(Work to complete):
Retype the data that follows line by line, exactly, and leave its pictures out.

(Data excerpts):

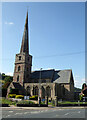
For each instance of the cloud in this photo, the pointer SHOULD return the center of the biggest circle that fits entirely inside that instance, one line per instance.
(9, 23)
(79, 81)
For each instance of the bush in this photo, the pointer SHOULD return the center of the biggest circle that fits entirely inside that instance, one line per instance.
(19, 96)
(6, 101)
(35, 97)
(25, 102)
(4, 92)
(11, 95)
(81, 97)
(14, 91)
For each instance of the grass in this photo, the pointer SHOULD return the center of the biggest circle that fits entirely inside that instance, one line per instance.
(68, 102)
(25, 102)
(7, 101)
(10, 102)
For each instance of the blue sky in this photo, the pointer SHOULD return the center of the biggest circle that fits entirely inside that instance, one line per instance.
(56, 36)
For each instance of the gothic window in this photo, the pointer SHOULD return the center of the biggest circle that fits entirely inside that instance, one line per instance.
(35, 90)
(48, 91)
(28, 58)
(63, 90)
(18, 78)
(43, 92)
(19, 57)
(18, 68)
(28, 90)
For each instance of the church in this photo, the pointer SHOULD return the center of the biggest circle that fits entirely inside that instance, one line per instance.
(46, 83)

(Expected answer):
For each instance of the cloud in this photo, the pointer SHOULD return the center of the biggest circle that fits entirely inside that instance, one line per instance.
(9, 23)
(79, 81)
For each instance of the bush in this photo, the pointer SHOULD return the center of the biggest circle that fits entirely inside that instance, one line per instance.
(19, 96)
(6, 101)
(35, 97)
(25, 102)
(4, 92)
(11, 95)
(81, 97)
(14, 91)
For each instance of the grass in this photo, the pointer SHOULD return the center of the biggest circle that fits entirely inside that instance, one line per instance.
(68, 102)
(25, 102)
(7, 101)
(10, 102)
For each instance of the blue sky in this photo, the pointer SHOULD return the center of the biggest circle that fits entirely inside that instance, one line per instance.
(56, 36)
For each instance of the gothic window in this photo, the pointer SHOULD return the center of the biggest circle that fits entirely inside that instance, one line per instance.
(35, 90)
(48, 91)
(28, 58)
(63, 90)
(18, 78)
(43, 92)
(19, 57)
(18, 68)
(28, 90)
For each instance of the church in this photo, the pointer SHOULD return the center of the biggest circle that fits entirely inside that instance, one line per instance.
(46, 83)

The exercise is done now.